▶ _Task directions_: Write out every item below word for word, keeping each line unchanged.

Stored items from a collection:
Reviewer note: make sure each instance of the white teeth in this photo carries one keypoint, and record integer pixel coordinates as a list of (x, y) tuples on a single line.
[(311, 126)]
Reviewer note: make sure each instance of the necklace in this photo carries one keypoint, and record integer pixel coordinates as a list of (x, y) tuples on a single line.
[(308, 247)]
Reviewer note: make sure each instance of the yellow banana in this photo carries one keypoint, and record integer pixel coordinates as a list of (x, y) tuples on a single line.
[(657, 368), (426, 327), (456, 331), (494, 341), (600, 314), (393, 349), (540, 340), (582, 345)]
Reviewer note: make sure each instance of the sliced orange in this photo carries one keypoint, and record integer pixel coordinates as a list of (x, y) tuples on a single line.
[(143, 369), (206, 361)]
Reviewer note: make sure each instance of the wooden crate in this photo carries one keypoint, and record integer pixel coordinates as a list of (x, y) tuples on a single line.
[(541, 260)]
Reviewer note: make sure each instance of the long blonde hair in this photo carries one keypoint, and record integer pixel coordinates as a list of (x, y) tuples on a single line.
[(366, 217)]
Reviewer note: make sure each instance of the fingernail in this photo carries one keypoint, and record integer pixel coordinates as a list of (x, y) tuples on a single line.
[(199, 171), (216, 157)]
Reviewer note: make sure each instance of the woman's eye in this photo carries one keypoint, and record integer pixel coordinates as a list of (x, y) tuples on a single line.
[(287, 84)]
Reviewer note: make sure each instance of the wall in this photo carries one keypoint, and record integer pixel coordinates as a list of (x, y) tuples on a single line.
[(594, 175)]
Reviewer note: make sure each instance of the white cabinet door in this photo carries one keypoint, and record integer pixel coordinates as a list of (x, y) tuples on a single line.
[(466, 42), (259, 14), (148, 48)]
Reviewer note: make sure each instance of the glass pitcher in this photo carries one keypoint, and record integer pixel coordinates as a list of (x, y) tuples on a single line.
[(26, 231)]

▶ _Solution to the exercise_:
Reviewer note: make sure each instance of the white teeth in this photo carries one keypoint, and record integer pixel coordinates as a list of (x, y) tuples on a single line.
[(311, 126)]
Reviewer note: make sure each instance of the necklace in this photo carries one keypoint, and record integer pixel coordinates as a list of (x, y) tuples on a single line.
[(308, 247)]
Reviewer note: make sure each instance of the yellow banana in this photo carries one keypoint, and record integer pixel coordinates as a list of (x, y) tuples on a single line.
[(657, 368), (426, 327), (456, 331), (494, 341), (600, 314), (393, 349), (540, 340), (582, 345)]
Reviewer note: make sure each instance of the sliced orange in this photo carries one keypoint, and record integer pixel coordinates as a list of (x, y) tuples on a single line.
[(143, 369), (206, 361)]
Reviewer note: make sure each instance of the wooden crate in this photo carries one keypoint, and record integer pixel coordinates as a list of (x, y) tuples on a single line.
[(541, 260)]
Reviewer note: make sure each instance of the long blonde hair in this photo carries one keypoint, and record integer pixel coordinates as a list of (x, y) tuples on a single line.
[(366, 217)]
Reviewer note: make sure each instance of the fingernail in this photo carries one keypoint, and record integer pixel coordinates as a list of (x, y) tuples on a single line.
[(199, 171), (216, 157)]
Reviewer note: make sure each instance of the woman's eye in this photo carries one keypoint, and record integer pixel coordinates as a list of (x, y) tuples on a single line.
[(287, 84)]
Reviewer note: make sure each instance of the wall in this photo carries one keypoint, and record integer pixel coordinates as a list of (x, y) tuples on a single line.
[(594, 175)]
Reviewer note: make sure each instance of the white cabinet door in this photo carries one keypoint, and record integer pixel coordinates as a list of (x, y) tuples on a single line.
[(466, 42), (259, 14), (148, 48)]
Reviewer note: make sure each instance of the glass pitcher in this photo carries one keypoint, and record integer pixel coordinates as a list of (x, y) tuples on a single line.
[(26, 231)]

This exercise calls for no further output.